• Short problem:
Tally the lines in the records that contain the string "face" and reply with that count alone.

***

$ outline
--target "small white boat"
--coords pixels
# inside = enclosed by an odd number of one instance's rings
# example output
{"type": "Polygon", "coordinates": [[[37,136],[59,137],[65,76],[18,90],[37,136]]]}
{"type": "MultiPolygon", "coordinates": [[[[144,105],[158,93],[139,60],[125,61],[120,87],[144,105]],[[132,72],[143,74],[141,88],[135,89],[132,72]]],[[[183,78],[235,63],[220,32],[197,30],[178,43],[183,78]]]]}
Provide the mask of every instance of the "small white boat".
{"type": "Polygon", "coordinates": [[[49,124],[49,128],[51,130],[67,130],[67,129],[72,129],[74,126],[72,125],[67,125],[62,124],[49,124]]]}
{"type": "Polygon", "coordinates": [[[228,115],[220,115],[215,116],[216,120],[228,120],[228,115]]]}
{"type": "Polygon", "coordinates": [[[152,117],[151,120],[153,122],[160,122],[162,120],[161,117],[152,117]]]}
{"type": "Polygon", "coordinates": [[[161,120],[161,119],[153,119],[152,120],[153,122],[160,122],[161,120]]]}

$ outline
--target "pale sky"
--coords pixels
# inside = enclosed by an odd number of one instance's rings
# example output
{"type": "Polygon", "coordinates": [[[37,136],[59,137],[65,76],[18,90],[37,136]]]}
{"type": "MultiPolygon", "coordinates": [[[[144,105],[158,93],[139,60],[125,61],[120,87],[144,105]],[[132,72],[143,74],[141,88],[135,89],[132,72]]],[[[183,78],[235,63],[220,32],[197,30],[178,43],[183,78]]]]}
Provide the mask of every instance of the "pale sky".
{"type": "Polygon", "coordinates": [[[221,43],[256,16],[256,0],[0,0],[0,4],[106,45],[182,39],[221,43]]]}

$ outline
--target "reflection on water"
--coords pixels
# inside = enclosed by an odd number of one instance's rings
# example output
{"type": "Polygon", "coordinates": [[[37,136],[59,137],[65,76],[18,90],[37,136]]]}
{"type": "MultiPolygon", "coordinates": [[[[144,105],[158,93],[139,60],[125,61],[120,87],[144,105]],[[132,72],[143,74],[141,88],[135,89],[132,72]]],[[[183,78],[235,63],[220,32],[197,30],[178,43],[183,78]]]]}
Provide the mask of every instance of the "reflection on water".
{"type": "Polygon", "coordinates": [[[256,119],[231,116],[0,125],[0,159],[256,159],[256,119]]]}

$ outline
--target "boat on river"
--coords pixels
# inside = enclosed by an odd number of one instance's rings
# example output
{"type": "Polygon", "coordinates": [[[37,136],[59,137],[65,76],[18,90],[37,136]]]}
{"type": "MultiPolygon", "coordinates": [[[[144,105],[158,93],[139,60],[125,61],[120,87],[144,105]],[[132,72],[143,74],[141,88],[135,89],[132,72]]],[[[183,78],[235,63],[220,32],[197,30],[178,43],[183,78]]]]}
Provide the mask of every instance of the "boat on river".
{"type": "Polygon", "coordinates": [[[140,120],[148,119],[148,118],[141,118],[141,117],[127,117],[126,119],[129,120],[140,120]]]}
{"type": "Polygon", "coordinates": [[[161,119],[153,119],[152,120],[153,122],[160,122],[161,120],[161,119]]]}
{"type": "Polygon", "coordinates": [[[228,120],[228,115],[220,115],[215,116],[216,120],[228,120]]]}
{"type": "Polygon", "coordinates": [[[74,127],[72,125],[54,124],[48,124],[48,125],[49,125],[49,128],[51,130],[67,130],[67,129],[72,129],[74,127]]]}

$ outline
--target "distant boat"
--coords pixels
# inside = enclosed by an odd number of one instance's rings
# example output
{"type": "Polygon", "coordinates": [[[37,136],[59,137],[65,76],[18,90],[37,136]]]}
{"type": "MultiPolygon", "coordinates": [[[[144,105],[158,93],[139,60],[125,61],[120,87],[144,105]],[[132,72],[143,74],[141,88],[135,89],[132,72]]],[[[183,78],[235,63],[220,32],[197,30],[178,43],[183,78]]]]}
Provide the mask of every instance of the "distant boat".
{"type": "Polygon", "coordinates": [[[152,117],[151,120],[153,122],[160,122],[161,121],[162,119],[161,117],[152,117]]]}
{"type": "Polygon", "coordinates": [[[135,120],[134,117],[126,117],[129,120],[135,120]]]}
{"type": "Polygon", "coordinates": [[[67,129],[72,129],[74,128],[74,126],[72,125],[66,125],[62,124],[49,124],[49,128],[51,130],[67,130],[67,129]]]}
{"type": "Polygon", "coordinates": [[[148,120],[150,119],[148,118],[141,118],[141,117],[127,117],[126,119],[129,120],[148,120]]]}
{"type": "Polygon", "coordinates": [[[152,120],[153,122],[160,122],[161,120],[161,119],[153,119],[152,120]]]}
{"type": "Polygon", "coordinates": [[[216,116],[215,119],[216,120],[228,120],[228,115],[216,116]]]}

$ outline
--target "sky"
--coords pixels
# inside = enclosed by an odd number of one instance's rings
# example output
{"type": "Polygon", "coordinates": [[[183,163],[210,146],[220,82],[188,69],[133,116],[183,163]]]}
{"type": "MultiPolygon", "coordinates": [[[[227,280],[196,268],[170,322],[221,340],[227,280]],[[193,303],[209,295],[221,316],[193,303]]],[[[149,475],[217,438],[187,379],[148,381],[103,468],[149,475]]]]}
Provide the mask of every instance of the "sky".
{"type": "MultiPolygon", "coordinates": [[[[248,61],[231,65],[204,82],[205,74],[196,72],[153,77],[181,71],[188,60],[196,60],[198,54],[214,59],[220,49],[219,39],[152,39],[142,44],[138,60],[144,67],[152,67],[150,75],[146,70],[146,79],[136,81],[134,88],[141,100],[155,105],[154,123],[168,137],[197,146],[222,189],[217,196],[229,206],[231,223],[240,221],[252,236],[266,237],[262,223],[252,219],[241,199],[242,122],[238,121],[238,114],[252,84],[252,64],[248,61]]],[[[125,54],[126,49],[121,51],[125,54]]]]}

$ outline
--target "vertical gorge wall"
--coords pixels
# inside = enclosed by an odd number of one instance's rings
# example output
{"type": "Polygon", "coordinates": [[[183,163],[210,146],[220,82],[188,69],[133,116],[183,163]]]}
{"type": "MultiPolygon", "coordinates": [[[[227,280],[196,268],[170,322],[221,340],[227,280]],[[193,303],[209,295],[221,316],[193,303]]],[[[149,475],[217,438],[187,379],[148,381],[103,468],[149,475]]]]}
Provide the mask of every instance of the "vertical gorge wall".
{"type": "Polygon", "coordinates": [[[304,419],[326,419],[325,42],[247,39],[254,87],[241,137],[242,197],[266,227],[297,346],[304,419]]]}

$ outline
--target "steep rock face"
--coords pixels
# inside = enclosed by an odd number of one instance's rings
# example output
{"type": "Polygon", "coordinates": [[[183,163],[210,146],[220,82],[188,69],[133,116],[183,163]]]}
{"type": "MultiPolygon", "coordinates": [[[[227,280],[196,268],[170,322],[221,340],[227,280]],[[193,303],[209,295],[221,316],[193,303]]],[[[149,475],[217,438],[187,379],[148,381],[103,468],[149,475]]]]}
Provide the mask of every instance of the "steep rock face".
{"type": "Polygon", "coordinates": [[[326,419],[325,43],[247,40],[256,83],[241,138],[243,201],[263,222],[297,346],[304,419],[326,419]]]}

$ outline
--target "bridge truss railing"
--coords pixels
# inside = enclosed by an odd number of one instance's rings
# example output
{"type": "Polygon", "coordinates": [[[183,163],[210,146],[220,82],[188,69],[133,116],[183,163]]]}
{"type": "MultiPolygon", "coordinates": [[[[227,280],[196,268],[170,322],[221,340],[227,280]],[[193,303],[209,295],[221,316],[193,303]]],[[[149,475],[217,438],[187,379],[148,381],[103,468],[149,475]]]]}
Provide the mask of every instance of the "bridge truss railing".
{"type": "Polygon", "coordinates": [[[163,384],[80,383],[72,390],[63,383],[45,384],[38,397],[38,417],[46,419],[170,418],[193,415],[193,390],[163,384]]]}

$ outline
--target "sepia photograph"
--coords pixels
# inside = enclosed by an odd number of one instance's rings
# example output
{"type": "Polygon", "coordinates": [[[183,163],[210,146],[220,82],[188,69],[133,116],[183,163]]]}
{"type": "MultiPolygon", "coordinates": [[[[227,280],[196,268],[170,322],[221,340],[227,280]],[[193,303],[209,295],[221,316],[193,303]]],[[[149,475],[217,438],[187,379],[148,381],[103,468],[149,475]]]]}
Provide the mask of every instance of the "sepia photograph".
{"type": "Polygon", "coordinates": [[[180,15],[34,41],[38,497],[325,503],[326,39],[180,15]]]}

***

• Output for this task:
2